>>

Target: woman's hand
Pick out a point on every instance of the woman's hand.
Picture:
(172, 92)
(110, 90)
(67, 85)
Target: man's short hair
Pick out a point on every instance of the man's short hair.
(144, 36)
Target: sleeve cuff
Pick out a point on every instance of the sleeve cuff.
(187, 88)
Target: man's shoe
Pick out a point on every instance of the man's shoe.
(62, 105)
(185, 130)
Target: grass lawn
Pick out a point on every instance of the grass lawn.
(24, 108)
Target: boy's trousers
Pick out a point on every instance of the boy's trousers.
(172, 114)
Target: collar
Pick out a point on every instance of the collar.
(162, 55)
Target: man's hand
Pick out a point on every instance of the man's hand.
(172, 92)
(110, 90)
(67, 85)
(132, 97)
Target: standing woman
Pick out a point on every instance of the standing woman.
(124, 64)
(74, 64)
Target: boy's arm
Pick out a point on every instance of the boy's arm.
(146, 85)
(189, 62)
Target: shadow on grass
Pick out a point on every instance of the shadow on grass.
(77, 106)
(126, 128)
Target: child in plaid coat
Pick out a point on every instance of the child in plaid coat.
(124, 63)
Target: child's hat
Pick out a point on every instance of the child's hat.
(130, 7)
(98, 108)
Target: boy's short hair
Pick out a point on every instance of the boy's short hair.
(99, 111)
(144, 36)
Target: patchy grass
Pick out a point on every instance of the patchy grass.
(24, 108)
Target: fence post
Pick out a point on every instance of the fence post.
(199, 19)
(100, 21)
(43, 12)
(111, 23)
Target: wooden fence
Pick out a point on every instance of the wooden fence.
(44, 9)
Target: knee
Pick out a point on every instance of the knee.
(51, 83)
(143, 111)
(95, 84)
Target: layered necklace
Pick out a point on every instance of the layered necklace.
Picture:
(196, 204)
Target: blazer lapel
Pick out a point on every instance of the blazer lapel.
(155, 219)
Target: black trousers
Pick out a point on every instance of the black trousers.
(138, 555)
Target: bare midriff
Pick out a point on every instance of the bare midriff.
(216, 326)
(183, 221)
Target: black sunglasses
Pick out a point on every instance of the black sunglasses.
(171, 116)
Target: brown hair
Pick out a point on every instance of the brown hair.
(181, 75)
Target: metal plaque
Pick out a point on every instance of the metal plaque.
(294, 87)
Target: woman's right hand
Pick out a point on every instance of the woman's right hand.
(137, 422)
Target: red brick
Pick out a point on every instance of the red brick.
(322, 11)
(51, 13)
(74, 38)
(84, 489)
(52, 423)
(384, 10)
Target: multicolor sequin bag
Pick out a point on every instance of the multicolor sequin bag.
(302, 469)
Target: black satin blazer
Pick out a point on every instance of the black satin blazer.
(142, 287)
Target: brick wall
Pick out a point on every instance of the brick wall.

<<

→ **TASK REQUIREMENTS**: Rewrite the listing above with "Target" renamed to "Object" everywhere it appears, keeping every other line unchanged.

→ **FULL RESPONSE**:
Object: woman's hand
Pick out a point on every instance of the woman's hand.
Picture:
(172, 92)
(110, 90)
(67, 85)
Object: man's short hair
Pick out a point on every instance of the man's short hair.
(144, 36)
Object: sleeve cuff
Pick out a point on every instance of the sleeve cuff.
(187, 88)
Object: man's shoe
Pick out a point on every instance of the man's shoe.
(62, 105)
(185, 130)
Object: grass lawn
Pick out a point on every instance of the grass lawn.
(24, 108)
Object: boy's trousers
Pick out a point on every instance of the boy's trousers.
(172, 114)
Object: collar
Pick out a point on every instance of the collar.
(162, 55)
Object: man's hand
Pick out a point on every instance of the man's hand.
(172, 92)
(110, 90)
(67, 85)
(132, 97)
Object: standing woman
Pick out a point on every instance of the standing woman.
(124, 64)
(74, 64)
Object: boy's arm
Pick out a point on every instance of the boy's arm.
(146, 85)
(189, 62)
Object: shadow on grass
Pick out a point on every instance of the shadow on grass.
(77, 106)
(126, 128)
Object: child in plaid coat
Pick out a point on every instance of the child in plaid coat.
(124, 63)
Object: child's hat
Pick out a point on every instance of the child's hat.
(130, 7)
(98, 108)
Object: boy's short hair
Pick out a point on every instance of the boy's short hair.
(99, 111)
(144, 36)
Object: patchy grass
Pick out a point on every instance of the patchy grass.
(24, 108)
Object: fence post
Pick out a point on every instance of the fence post.
(199, 19)
(100, 21)
(43, 12)
(111, 23)
Object: wooden fence
Pick out a point on every instance of the wooden fence.
(44, 9)
Object: knee
Pick out a point on every instance of the knee.
(51, 83)
(143, 111)
(95, 84)
Object: layered necklace
Pick out a point on every instance of the layered necklace.
Picture:
(196, 204)
Object: blazer lapel
Pick out a point on every instance of the blazer lapel.
(155, 219)
Object: black trousers
Pick out a point on every instance of the black trousers.
(138, 555)
Object: bare midriff
Pick out a point on every instance of the bare midriff.
(216, 326)
(183, 221)
Object: black sunglasses
Pick out a point on every instance of the black sunglasses.
(171, 116)
Object: brown hair
Pick out a point on every instance of the brown hair.
(181, 75)
Object: metal plaque
Pick out a point on every instance of the metal plaque.
(294, 87)
Object: woman's right hand
Pick out a point on every instance of the woman's right hand.
(137, 422)
Object: red brick
Pick out a point on every instance of the red brick.
(322, 11)
(51, 13)
(74, 38)
(84, 489)
(52, 423)
(384, 10)
Object: multicolor sequin bag
Pick out a point on every instance of the multicolor sequin bag.
(302, 469)
Object: black satin blazer
Pick out a point on every instance of the black satin blazer.
(142, 287)
Object: brick wall
Pick out a point on every instance of the brick wall.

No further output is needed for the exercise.